Please copy the listing below in full, multiplying each x and y coordinate in the answers by 2.5 and rounding to a whole number, with halves rounded up. Leave every other line unchanged.
────
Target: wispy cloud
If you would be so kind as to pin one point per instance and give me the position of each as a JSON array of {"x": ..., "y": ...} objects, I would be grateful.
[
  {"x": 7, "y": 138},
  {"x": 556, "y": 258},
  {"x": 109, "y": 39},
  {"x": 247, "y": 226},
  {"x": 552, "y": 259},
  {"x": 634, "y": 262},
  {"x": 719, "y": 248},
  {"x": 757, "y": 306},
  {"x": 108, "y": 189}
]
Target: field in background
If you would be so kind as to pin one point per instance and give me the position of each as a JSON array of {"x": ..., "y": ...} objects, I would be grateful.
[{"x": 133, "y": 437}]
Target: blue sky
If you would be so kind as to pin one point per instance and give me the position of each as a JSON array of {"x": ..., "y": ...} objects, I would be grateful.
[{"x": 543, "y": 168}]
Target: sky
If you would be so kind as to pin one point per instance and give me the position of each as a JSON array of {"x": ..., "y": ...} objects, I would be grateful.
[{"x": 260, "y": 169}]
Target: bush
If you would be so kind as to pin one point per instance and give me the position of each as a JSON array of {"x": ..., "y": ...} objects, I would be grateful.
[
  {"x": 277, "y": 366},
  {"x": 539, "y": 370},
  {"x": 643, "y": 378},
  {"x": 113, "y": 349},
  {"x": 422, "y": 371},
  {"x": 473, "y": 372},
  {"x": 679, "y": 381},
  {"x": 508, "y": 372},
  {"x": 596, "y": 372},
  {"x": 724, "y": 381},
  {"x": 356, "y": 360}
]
────
=== Output for this task ===
Target: wispy cloud
If you would be so kind as to pin one point per instance and give me the position of each as a JSON array of {"x": ..., "y": ...} objects, I would be grateful.
[
  {"x": 18, "y": 345},
  {"x": 1390, "y": 645},
  {"x": 273, "y": 98},
  {"x": 618, "y": 565},
  {"x": 1380, "y": 648},
  {"x": 1585, "y": 655},
  {"x": 1798, "y": 620},
  {"x": 1893, "y": 765},
  {"x": 270, "y": 473}
]
Target: field in background
If you would be so kind as to pin one point per instance and give me the position of each as a JSON array of {"x": ..., "y": ...} objects, I would be grateful.
[{"x": 333, "y": 1093}]
Target: blue sky
If you would be so kind as to pin one point per instance and give me the position of each as a JSON array of {"x": ..., "y": ...} objects, I would be grateful.
[{"x": 1358, "y": 420}]
Target: sky
If you would be so kind as to pin one point per instance and give me the position of each as a JSON array of {"x": ..., "y": ...} objects, I would be grateful.
[{"x": 650, "y": 423}]
Target: bush
If you would be so kind as to pin one point per instance and give me the position of each as a JSON array of {"x": ..., "y": ...} objects, I would be grateful.
[
  {"x": 693, "y": 915},
  {"x": 1348, "y": 925},
  {"x": 1608, "y": 945},
  {"x": 283, "y": 873},
  {"x": 1055, "y": 928},
  {"x": 1183, "y": 930},
  {"x": 1698, "y": 953},
  {"x": 1270, "y": 930},
  {"x": 1490, "y": 930},
  {"x": 1810, "y": 953},
  {"x": 890, "y": 900}
]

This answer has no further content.